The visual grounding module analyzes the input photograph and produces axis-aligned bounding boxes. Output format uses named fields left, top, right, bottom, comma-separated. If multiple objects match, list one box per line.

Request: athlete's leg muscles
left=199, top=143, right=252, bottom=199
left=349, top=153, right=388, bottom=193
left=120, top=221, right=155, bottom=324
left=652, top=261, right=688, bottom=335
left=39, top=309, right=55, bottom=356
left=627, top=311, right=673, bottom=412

..............................

# [INSTRUCTIONS FOR THE TASK]
Could you repeat the listing above, exactly as it is shown?

# [YOUR RESPONSE]
The visual grounding module analyzes the input photograph and produces axis-aligned bounding boxes. Output format uses named fields left, top, right, bottom, comma-separated. If multiple objects match, list one box per line.

Request: athlete's leg muscles
left=199, top=143, right=252, bottom=199
left=349, top=153, right=388, bottom=193
left=120, top=221, right=155, bottom=324
left=652, top=261, right=688, bottom=335
left=39, top=309, right=55, bottom=356
left=627, top=311, right=673, bottom=412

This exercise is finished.